+++ Exercise inputs +++
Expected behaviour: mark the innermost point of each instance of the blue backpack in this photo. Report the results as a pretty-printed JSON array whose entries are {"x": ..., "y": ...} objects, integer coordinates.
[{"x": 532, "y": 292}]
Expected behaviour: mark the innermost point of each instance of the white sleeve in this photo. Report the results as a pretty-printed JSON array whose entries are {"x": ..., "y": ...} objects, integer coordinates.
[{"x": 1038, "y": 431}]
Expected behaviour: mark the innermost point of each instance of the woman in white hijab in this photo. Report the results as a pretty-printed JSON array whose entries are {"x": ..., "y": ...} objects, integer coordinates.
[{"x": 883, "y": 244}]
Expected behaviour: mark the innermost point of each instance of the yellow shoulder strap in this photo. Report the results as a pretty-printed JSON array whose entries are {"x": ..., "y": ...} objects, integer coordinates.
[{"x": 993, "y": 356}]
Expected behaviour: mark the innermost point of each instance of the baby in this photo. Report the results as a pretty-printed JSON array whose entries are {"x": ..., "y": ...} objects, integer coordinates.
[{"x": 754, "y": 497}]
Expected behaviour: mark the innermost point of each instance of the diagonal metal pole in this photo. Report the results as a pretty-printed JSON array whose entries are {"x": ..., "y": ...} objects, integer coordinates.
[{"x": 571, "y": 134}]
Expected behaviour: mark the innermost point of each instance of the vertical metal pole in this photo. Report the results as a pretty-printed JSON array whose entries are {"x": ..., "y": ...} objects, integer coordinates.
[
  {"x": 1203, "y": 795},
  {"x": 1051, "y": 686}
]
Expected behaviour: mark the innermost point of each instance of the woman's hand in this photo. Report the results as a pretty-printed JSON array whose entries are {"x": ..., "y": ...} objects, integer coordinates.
+++
## [What the exercise asks]
Output an exact copy of each record.

## [Expected output]
Expected behaviour: mark the innermost point of each instance of the blue backpack in this photo. Report the results as a pretty-printed JSON array whose entries are {"x": ..., "y": ...} objects, integer coordinates.
[{"x": 532, "y": 292}]
Expected behaviour: mark the innermost point of each instance of the white sleeve in this photo. Report the results as a pretty-printed JSON array whose entries are {"x": ..., "y": ...} objects, integer coordinates.
[{"x": 1038, "y": 431}]
Expected behaviour: mark the innermost point of each instance of the woman in white hijab in this photo. Report the results as a pretty-printed JSON array whose entries are {"x": ..., "y": ...} objects, integer coordinates.
[{"x": 883, "y": 244}]
Expected behaviour: mark the innermost point of each instance of the yellow shoulder strap in this photo. Report the results as a pretty-printed JSON array whose entries are {"x": ..., "y": ...} objects, integer coordinates.
[{"x": 993, "y": 356}]
Expected behaviour: mark the innermost point of each instance of the baby in this photo. Report the results as a pretty-printed JSON array whose entries are {"x": ..., "y": ...} objects, integer coordinates.
[{"x": 754, "y": 497}]
Expected behaviour: mark the innermost point of each instance of the diagonal metal pole in this photo. Report the results as a pretty-printed JSON array whose entries are {"x": ..., "y": ...} objects, integer coordinates.
[{"x": 571, "y": 134}]
Expected behaviour: mark the innermost point of each instance of the vertical metal pole in this photo. Report the results as a pretty-printed JSON array whose entries are {"x": ..., "y": ...} objects, integer coordinates.
[
  {"x": 1203, "y": 795},
  {"x": 1051, "y": 686}
]
Expected behaviour: mark the innermost point of each instance of the woman's hand in this photo. Report the results as a pretty-printed JSON array whose entries are {"x": ..., "y": ...} objects, integer coordinates.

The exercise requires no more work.